# [What is expected]
Copy each line of the data below, character for character.

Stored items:
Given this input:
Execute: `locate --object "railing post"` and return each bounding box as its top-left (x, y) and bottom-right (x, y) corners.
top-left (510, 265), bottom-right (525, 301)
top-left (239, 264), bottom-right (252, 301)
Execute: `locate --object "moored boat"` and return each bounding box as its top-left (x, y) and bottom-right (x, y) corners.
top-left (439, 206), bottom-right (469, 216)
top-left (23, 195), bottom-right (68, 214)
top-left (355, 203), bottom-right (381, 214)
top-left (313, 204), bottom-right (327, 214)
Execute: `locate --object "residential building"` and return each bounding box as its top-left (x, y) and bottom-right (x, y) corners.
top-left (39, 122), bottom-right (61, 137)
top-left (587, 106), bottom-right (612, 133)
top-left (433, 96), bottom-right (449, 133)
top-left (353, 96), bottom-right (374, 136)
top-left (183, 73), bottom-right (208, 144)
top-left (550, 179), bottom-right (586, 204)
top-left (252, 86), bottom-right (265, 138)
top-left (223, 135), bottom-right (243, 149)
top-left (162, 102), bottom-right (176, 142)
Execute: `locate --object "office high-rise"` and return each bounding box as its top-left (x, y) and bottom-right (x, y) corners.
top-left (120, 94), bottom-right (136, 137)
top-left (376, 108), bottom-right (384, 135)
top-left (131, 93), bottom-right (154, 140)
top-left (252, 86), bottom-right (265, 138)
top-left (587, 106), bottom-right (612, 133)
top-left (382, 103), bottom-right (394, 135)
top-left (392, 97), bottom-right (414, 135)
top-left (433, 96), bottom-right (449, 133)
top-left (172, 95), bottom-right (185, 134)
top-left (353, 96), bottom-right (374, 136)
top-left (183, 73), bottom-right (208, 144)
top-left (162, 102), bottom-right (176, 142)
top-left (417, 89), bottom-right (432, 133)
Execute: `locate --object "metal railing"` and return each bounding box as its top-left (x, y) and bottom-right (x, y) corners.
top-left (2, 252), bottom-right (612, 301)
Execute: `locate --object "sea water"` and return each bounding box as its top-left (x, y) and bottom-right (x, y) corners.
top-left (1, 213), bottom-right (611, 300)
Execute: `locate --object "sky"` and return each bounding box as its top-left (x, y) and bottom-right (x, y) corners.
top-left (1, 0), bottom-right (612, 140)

# [Written reply]
Given this input:
Execute: `locate --object "railing post"` and return each bounding box as its top-left (x, y) and bottom-right (x, y) corners.
top-left (510, 265), bottom-right (525, 301)
top-left (239, 264), bottom-right (252, 301)
Execute: `locate --object "moored boat"` and return each bounding box as its top-left (x, y) and bottom-right (x, y) corners.
top-left (439, 206), bottom-right (469, 216)
top-left (23, 195), bottom-right (68, 214)
top-left (355, 203), bottom-right (381, 214)
top-left (313, 204), bottom-right (327, 214)
Execute: `locate --object "residential building"` and return each bounding box as its top-left (x, y) and bottom-right (x, y) corners.
top-left (39, 122), bottom-right (61, 137)
top-left (587, 106), bottom-right (612, 133)
top-left (433, 96), bottom-right (449, 133)
top-left (353, 96), bottom-right (374, 136)
top-left (183, 73), bottom-right (208, 144)
top-left (550, 179), bottom-right (586, 204)
top-left (252, 86), bottom-right (265, 138)
top-left (223, 135), bottom-right (243, 149)
top-left (162, 102), bottom-right (176, 142)
Execute: `locate --object "office high-rise"` and return each bounding box as its top-left (x, y) and bottom-right (x, y) corners.
top-left (120, 94), bottom-right (136, 137)
top-left (376, 108), bottom-right (384, 135)
top-left (131, 93), bottom-right (154, 140)
top-left (252, 86), bottom-right (265, 138)
top-left (587, 106), bottom-right (612, 133)
top-left (382, 103), bottom-right (394, 135)
top-left (392, 97), bottom-right (414, 135)
top-left (433, 96), bottom-right (449, 133)
top-left (172, 95), bottom-right (185, 134)
top-left (353, 96), bottom-right (374, 136)
top-left (183, 73), bottom-right (208, 144)
top-left (162, 102), bottom-right (176, 142)
top-left (417, 89), bottom-right (432, 133)
Execute: `locate --object "metal railing"` and return each bounding box as its top-left (x, y) and bottom-right (x, y) corners.
top-left (2, 252), bottom-right (612, 301)
Execute: `locate --object "sea water"` and return each bounding box as its top-left (x, y) and bottom-right (x, y) corners.
top-left (1, 213), bottom-right (611, 300)
Execute: `locate --object "sky"` and return each bounding box as its top-left (x, y) and bottom-right (x, y) corners.
top-left (1, 0), bottom-right (612, 140)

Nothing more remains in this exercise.